▶ ASSIGNED TASK 1
List the countries that the buy-local text names as places produce is flown or trucked in from.
▶ ASSIGNED TASK 2
According to the buy-local text, what is the average distance that food travels from farm to plate?
▶ ASSIGNED TASK 3
Quote the buy-local text between "Why buy local?" and "loses its vitality.", inclusive.

▶ PAGE EXTRACT
Better still to grow your own in your own garden, on an allotment or a community garden
by Michael Smith
If you have to buy and even if you grow you cannot grow everything then buy local.
Why buy local?
1. Locally grown food tastes better.
Food grown in your own community is usually picked within the past day or two. It's crisp, sweet, and loaded with flavor. Produce flown or trucked in from elsewhere, whether from Holland or Germany, Poland or Kenya, as often in the case of French Beans in the UK, is, quite understandably, much older.
Several studies have shown that the average distance food travels from farm to plate is 1,500 miles. In a week long delay from harvest to dinner plate, sugars turn to starches, plant cells shrink, and produce loses its vitality.
Buying and consuming locally grown food also means that you eat with the seasons, as we are meant to eat and work.
While it is extremely nice to have fresh green beans in the middle of winter or lettuce or this or that other vegetable, when we consider the distance that those will have travelled and then things are in a different perspective straight away.
2. Local produce is better for you.

▶ EXCERPTED DATA
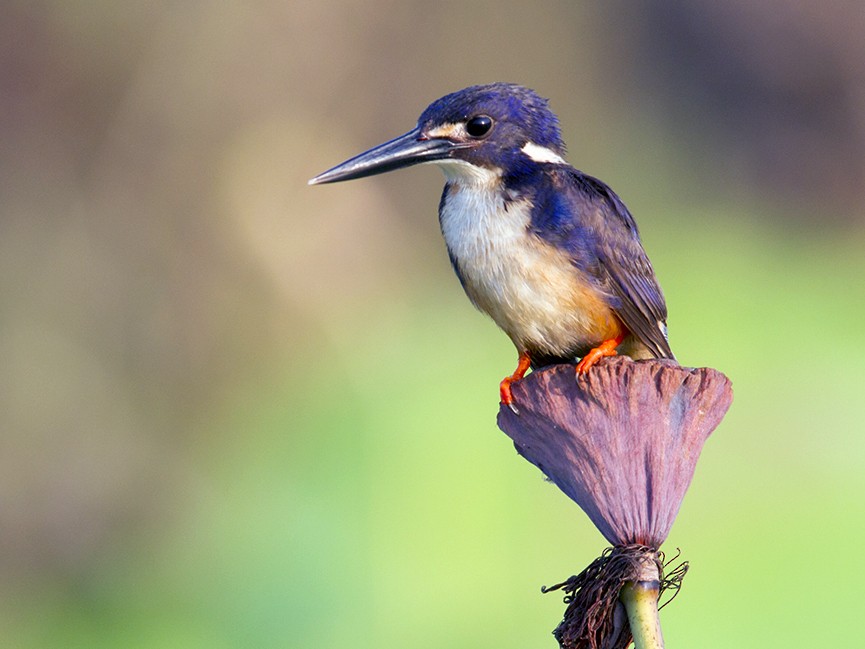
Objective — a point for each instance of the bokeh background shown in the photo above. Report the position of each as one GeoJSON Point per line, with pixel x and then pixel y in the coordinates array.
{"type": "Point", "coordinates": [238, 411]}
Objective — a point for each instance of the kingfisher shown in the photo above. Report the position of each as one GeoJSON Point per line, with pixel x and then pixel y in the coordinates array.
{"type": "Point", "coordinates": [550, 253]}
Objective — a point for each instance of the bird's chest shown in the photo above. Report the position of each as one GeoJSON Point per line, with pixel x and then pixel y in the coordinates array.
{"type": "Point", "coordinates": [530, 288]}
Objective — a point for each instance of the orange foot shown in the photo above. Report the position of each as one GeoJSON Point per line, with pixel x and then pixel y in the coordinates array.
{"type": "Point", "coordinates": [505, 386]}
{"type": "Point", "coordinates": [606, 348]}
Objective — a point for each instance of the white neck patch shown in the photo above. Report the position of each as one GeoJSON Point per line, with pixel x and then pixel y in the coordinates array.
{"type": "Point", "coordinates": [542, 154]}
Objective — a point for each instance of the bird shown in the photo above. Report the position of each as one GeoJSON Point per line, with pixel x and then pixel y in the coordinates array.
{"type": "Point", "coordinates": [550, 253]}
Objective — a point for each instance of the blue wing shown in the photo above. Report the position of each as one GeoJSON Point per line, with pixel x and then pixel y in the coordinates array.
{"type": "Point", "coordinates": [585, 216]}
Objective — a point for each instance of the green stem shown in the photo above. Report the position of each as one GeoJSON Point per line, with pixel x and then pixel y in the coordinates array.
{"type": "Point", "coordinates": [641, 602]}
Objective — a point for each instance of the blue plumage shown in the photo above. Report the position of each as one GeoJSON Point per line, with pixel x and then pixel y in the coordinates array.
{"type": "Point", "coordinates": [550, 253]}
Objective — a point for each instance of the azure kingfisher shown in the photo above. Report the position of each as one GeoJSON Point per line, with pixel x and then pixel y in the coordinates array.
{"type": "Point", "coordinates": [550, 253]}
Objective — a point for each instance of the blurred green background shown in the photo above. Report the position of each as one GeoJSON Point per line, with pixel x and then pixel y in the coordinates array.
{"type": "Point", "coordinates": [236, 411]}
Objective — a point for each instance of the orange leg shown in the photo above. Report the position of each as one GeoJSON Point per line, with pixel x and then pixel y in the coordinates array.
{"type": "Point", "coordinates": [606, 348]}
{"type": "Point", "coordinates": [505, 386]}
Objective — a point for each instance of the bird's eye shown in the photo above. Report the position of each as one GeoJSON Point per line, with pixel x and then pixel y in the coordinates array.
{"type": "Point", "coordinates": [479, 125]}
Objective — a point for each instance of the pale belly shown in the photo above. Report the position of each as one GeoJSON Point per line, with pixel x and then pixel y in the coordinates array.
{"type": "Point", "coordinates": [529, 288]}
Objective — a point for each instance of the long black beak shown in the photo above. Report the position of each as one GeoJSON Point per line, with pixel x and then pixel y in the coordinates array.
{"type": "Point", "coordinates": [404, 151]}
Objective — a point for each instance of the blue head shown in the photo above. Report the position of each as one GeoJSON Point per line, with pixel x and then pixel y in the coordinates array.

▶ EXERCISE ANSWER 1
Holland, Germany, Poland, Kenya

▶ EXERCISE ANSWER 2
1,500 miles

▶ EXERCISE ANSWER 3
Why buy local?
1. Locally grown food tastes better.
Food grown in your own community is usually picked within the past day or two. It's crisp, sweet, and loaded with flavor. Produce flown or trucked in from elsewhere, whether from Holland or Germany, Poland or Kenya, as often in the case of French Beans in the UK, is, quite understandably, much older.
Several studies have shown that the average distance food travels from farm to plate is 1,500 miles. In a week long delay from harvest to dinner plate, sugars turn to starches, plant cells shrink, and produce loses its vitality.